> **TAREFAS A REALIZAR**:
1. De acordo com o documento de origem, em que data foi realizada a notificação da empresa recorrente para efeitos de direito de audição e defesa?
2. Diga se cada uma das afirmações seguintes está de acordo com o documento de origem, respondendo sim ou não e citando as palavras exatas que o decidem.
(a) O prazo de prescrição aplicável é de três anos.
(b) O critério legal para a contagem do prazo prescricional é a sanção concretamente aplicada.
(c) O procedimento contraordenacional encontra-se prescrito.

╭─ DOCUMENTO DE ORIGEM

Como resulta do art. 27º do Decreto-Lei 433/82, de 27/10, o critério legal para a contagem do prazo prescricional prende-se com a sanção abstractamente aplicável à infracção, a concretizar dentro dos limites do art. 18º, e não na sanção concretamente aplicada.

Deste modo, considerando a data em que as contra-ordenações foram praticadas (06/06/06) e a coima abstractamente aplicável – € 24,94 a € 7 481,97, o prazo de prescrição é de três anos (art. 27º b) do Decreto-Lei 433/82, na redacção dada pela Lei nº 109/2001).

E assim o procedimento por contra-ordenação extinguir-se-ia em 6 de Junho de 2009, caso até essa altura não tivesse ocorrido nenhuma causa de interrupção ou de suspensão, o que efectivamente aconteceu, tendo ficado suspenso o procedimento à luz do art. 27.º-A, n.º 1 b) e c) do Regime Geral das Contra-ordenações e Coimas e interrompido, de acordo com o preceituado no art. 28.º/1 a) e c), do mesmo diploma, já que a empresa recorrente foi notificada precisamente para efeitos de direito de audição e defesa, conforme resulta do teor do aviso de recepção de fls. 26, notificação essa realizada em 17 de Janeiro de 2007, tendo o procedimento ficado interrompido e suspenso, não tendo decorrido o limite fixado no art. 28.º/3 do mesmo diploma, limite esse que ainda deverá ser conjugado com o disposto no art. 27.º A, n.º 2, pelo que é inquestionável que o procedimento contraordenacional não se mostra prescrito.

╰─
╭─ DADOS APRESENTADOS

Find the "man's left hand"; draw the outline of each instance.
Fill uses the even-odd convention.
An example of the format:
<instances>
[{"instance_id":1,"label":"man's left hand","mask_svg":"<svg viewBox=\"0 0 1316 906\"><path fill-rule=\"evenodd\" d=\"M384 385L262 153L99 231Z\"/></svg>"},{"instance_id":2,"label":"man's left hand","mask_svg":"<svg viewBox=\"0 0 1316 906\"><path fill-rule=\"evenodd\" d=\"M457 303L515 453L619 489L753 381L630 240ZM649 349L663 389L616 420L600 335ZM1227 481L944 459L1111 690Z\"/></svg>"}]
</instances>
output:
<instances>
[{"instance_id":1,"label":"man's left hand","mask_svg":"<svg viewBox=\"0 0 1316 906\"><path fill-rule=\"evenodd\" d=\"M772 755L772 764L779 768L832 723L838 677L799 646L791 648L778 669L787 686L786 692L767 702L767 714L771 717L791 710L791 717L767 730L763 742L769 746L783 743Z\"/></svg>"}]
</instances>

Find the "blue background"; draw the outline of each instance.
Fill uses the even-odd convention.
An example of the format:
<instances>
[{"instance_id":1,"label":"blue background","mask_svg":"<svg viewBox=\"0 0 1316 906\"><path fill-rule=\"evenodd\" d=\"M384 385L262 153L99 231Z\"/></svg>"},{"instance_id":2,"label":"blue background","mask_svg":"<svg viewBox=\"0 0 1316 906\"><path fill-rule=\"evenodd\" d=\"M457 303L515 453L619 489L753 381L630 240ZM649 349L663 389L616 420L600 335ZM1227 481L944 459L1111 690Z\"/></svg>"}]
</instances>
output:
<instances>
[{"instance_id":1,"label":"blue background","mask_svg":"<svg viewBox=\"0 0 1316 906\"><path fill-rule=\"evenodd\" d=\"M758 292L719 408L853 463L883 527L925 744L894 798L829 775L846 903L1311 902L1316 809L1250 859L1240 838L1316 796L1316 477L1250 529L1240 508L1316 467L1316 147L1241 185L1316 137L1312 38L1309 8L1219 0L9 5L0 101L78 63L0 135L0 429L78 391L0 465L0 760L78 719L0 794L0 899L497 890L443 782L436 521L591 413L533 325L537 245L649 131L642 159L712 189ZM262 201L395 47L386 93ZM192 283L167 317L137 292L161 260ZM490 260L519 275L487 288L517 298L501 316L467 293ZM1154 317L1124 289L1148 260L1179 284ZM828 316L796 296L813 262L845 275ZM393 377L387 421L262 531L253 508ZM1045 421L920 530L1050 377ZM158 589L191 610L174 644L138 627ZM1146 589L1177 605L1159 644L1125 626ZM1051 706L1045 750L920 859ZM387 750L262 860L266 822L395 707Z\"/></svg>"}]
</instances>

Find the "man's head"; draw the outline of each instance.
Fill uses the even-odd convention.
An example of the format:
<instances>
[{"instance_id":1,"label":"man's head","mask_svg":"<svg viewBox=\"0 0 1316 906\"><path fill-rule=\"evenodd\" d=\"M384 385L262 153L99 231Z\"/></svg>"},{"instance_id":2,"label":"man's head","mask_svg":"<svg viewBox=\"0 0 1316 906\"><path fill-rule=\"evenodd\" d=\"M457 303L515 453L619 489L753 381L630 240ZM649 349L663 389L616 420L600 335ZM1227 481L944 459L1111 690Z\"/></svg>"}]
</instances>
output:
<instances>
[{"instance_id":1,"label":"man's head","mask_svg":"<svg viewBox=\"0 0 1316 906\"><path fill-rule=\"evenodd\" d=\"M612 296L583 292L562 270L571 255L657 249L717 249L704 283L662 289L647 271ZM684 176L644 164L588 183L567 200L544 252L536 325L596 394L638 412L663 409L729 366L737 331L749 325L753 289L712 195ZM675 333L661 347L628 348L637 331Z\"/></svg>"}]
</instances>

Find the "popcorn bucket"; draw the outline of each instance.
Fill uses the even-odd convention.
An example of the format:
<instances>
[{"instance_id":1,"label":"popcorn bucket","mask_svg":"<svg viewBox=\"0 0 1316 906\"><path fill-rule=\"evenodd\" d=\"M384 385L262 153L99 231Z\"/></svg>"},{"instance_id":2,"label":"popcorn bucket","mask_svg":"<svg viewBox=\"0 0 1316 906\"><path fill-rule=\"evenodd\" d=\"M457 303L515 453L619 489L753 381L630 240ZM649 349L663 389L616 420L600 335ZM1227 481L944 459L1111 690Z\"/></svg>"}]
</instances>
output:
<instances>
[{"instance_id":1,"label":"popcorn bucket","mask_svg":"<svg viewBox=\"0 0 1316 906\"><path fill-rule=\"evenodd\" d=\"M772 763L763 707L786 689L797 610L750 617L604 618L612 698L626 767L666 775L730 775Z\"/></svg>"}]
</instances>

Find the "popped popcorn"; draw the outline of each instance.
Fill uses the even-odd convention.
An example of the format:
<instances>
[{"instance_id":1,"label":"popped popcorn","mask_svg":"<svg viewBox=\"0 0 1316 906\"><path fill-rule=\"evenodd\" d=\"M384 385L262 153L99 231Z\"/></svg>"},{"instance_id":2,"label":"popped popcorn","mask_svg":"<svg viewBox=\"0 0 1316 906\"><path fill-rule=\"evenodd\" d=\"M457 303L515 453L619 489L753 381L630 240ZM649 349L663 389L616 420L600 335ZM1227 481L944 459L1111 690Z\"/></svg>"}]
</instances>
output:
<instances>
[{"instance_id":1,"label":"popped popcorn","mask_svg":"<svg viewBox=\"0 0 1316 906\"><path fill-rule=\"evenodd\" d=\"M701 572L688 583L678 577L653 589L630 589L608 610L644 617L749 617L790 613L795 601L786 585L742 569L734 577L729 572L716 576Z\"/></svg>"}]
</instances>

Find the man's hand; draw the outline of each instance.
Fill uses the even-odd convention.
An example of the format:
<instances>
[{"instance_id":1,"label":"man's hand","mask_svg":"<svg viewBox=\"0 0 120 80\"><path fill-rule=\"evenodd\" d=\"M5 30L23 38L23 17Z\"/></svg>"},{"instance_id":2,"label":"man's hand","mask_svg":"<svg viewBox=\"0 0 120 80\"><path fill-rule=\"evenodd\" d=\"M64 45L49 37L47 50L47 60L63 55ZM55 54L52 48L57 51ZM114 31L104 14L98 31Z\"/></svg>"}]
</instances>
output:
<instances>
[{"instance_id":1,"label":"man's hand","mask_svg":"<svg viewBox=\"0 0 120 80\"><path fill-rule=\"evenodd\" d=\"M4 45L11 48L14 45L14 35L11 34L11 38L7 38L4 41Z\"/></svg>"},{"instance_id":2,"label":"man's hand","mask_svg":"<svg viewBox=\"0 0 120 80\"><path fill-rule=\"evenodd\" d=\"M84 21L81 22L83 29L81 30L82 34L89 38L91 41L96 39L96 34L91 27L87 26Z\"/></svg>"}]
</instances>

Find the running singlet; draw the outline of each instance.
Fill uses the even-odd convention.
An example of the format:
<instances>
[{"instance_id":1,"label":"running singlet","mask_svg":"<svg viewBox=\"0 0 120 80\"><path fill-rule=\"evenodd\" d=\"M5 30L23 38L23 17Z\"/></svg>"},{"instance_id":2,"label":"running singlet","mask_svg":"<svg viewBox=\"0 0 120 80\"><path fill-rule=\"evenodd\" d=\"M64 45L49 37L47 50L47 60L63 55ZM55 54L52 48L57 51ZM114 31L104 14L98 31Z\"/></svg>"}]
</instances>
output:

╰─

> **SOLUÇÕES PROPOSTAS**:
1. Em 17 de Janeiro de 2007.

2.
(a) Sim: "o prazo de prescrição é de três anos".
(b) Não: "prende-se com a sanção abstractamente aplicável à infracção, a concretizar dentro dos limites do art. 18º, e não na sanção concretamente aplicada".
(c) Não: "é inquestionável que o procedimento contraordenacional não se mostra prescrito".